EXCERPT
--------------------------------------------------

Throughout this README and the code, [Hartree atomic units](https://en.wikipedia.org/wiki/Hartree_atomic_units) are used.

The library's code can be found in `src/pyalchemy/main.py`

## Introduction
Instead of calculating electronic energies of systems one at a time, this kernel provides a shortcut. By using an initial system's ($A$) electron density $\rho_A(\vec{r})$, one can calculate the energy difference to any other system ($B$) within the radius of convergence of AIT. A complete explanation and introduction of the concept can be found under https://arxiv.org/abs/2203.13794 .

Consider the two system's $A$ and $B$ with their external potentials $v_A$ and $v_B$. Then their electronic energy difference is given by

$$ E_B - E_A = \int_{\mathbb{R}^3} d\vec{r} \\, \rho_A \left( \vec{r} \right) \mathcal{K} \left( \vec{r}, v_A, v_B \right) $$

with 3D-kernel

$$ \mathcal{K} \left( \vec{r}, v_A, v_B \right) = \sum_{p = 1}^{\infty} \frac{1}{p} \left(1 - \frac{v_B(\vec{r})}{v_A(\vec{r})} \right)^{p-1} \sum_{S_p} \frac{\partial^{\mu_x + \mu_y + \mu_z} v_B(\vec{r}) - v_A(\vec{r})}{\partial x^{\mu_x} \partial y^{\mu_y} \partial z^{\mu_z}}
    \left[\prod_{i = 1}^{p-1} \frac{ \left( x + y + z \right)^{k_i}}{k_i!} \right]$$

$$S_p := \left\lbrace \mu_x, \mu_y, \mu_z, k_1, \dots, k_{p-1} \in \mathbb{N}\_{0}  \\, \Bigg\vert \\, p-1 = \sum_{i=1}^{p-1} i \cdot k_i , \\, \mu_x + \mu_y + \mu_z = \sum_{i=1}^{p-1} k_i\right\rbrace$$

Analytical expressions for 2D and 1D can be achieved by dropping $\\, z $- or $\\, y,z $-dependencies and forcing $\\, \mu_z = 0 $ or $\\, \mu_y = \mu_z = 0 $.

Because it is tedious to implement, `pyalchemy` already provides these kernels. It does not provide any electron densities, or functions for numerical integration. Both must be handled with other libraries.

--------------------------------------------------

REQUIRED WORK
- a) Name every dimensionality for which the pyalchemy README describes a kernel.
- b) In the pyalchemy README, which system of units do the README and the code use?
- c) Write the next part of the pyalchemy README, picking up right after its final sentence.
The items after this point come from a separate source.

--------------------------------------------------

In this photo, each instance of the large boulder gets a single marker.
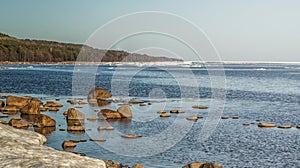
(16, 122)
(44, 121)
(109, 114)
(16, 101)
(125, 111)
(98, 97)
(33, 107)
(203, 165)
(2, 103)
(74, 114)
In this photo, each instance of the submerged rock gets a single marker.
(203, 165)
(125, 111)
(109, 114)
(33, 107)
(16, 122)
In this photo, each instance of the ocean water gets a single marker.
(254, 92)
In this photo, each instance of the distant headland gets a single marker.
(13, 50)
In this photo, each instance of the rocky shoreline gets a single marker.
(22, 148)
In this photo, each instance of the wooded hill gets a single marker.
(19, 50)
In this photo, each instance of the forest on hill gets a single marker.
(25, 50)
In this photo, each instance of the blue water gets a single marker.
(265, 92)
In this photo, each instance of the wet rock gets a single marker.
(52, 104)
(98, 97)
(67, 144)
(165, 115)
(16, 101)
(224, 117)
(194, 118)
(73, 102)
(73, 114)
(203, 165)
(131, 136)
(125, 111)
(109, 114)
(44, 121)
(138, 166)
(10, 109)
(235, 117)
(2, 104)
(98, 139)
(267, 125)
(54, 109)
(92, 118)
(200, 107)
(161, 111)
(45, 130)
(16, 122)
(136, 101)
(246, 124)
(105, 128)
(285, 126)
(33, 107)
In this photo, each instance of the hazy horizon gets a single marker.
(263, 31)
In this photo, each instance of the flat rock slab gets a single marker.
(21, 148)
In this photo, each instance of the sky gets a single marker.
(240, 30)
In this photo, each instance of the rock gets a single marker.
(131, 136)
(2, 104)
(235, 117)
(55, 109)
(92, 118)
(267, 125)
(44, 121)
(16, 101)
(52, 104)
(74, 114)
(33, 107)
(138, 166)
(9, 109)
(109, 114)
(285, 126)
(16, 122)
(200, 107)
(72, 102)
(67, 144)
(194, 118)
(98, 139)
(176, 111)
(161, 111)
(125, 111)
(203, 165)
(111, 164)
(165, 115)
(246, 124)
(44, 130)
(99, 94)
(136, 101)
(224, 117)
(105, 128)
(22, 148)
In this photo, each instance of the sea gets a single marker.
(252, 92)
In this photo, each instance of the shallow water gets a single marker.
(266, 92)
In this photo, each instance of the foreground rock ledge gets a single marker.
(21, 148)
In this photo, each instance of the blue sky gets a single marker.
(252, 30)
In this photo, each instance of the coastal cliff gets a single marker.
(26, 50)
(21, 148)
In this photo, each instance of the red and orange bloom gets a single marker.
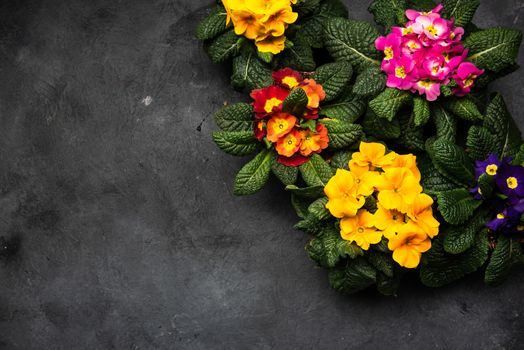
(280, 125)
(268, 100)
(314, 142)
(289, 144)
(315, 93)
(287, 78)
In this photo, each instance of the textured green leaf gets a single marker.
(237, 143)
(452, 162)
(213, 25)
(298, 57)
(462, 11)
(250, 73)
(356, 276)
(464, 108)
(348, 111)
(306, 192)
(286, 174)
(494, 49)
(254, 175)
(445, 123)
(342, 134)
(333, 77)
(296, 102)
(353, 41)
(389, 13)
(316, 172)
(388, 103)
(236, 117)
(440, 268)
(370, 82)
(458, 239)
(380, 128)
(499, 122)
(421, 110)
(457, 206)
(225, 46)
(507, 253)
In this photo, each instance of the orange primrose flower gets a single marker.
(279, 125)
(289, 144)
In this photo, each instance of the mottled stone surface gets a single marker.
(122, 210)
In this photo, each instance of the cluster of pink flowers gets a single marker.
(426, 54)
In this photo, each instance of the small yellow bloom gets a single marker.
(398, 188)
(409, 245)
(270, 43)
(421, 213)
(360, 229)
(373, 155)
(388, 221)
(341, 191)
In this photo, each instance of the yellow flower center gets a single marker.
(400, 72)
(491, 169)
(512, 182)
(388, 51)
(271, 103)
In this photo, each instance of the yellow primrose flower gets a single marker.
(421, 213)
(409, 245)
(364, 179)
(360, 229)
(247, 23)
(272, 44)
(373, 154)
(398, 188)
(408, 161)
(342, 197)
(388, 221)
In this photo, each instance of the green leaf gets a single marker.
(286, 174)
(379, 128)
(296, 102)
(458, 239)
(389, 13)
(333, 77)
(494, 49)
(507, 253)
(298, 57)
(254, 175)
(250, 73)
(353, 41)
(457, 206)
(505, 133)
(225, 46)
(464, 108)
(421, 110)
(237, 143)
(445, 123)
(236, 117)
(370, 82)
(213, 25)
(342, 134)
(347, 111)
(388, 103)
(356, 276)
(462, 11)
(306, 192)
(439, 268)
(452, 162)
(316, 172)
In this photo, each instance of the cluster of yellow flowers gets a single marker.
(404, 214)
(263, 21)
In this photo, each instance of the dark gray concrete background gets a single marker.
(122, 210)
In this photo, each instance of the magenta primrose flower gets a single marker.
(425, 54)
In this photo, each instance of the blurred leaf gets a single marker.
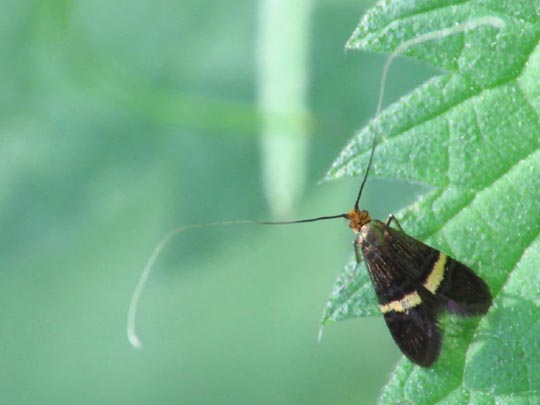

--------------------------------------------------

PER-TASK OUTPUTS
- a) 3D, 2D, 1D

- b) Hartree atomic units.

- c)
## Examples, tricks and functionality
The following examples are described in the SI of the [paper](https://arxiv.org/abs/2203.13794). Except for the periodic systems and complemented by a multi-electron atom example, all codes can be found in the folder `examples`.

---
#### The hydrogen-like atom in 1D

Consider the (purely radial) potential of the [hydrogen-like atom](https://books.google.at/books?id=BT5RAAAAMAAJ):

$$ v(r) = -\frac{Z}{r}$$

The eigenenergies are given by

$$ E_n = -\frac{Z^2}{2n^2}$$

and the spherically-averaged electron density by

$$ \bar{\rho} (r, n, Z) = \frac{1}{n^2} \sum_{l = 0}^{n-1} \frac{2l+1}{4\pi} \left( \frac{2Z}{n} \right)^3 \left( \frac{2Z r}{n} \right)^{2l} \left( L_{n-l-1}^{(2l+1)}\left( \frac{2Zr}{n}\right) \right)^2 \frac{(n-l-1)!}{2n (n+l)!} \exp{\left(- \frac{2Zr}{n}\right)} $$

with generalized Laguerre polynomials $\\, L $. We neglected the change of the reduced mass $\\, \mu $ with increasing nuclear mass and chose $\\, \mu \approx m_e $, hence $\\, a_{\mu} \approx a_0 =1 $ in atomic units.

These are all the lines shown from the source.